Pilpres, Boediono dan pusaran ide-ide


Masuknya nama Boediono sebagai kandidat cawapres pendamping Susilo Bambang Yudhoyono pada awalnya cukup mengejutkan berbagai pihak. Sosok kalem ini lebih dikenal sebagai seorang ekonom yang tenggelam dalam dunia akademis dan masalah-masalah perekonomian bangsa ketimbang sebagai seorang politikus. Munculnya nama ini bahkan sempat mengancam koalisi yang sebelumnya telah dibangun Partai Demokrat.

Namun di luar pro-kontra tersebut, dalam pandangan saya keikutsertaan Boediono dalam kompetisi pilpres kali ini seharusnya bisa menjadi alat pemicu yang menarik dalam hal perdebatan ide di antara masing-masing pasangan kandidat presiden-wakil presiden.

> Isi Data
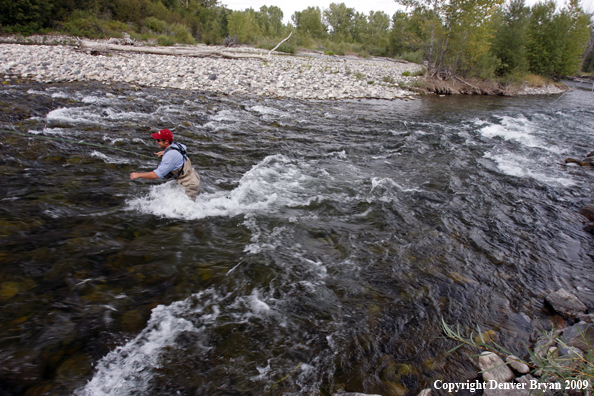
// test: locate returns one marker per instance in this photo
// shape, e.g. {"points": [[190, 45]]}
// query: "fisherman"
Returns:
{"points": [[174, 163]]}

> Uraian Tugas
Cetak ulang seluruh teks tentang Boediono dan pilpres tanpa perubahan sedikit pun. Catatan di atas tidak diperlukan.

> Hasil Keluaran
Pilpres, Boediono dan pusaran ide-ide


Masuknya nama Boediono sebagai kandidat cawapres pendamping Susilo Bambang Yudhoyono pada awalnya cukup mengejutkan berbagai pihak. Sosok kalem ini lebih dikenal sebagai seorang ekonom yang tenggelam dalam dunia akademis dan masalah-masalah perekonomian bangsa ketimbang sebagai seorang politikus. Munculnya nama ini bahkan sempat mengancam koalisi yang sebelumnya telah dibangun Partai Demokrat.

Namun di luar pro-kontra tersebut, dalam pandangan saya keikutsertaan Boediono dalam kompetisi pilpres kali ini seharusnya bisa menjadi alat pemicu yang menarik dalam hal perdebatan ide di antara masing-masing pasangan kandidat presiden-wakil presiden.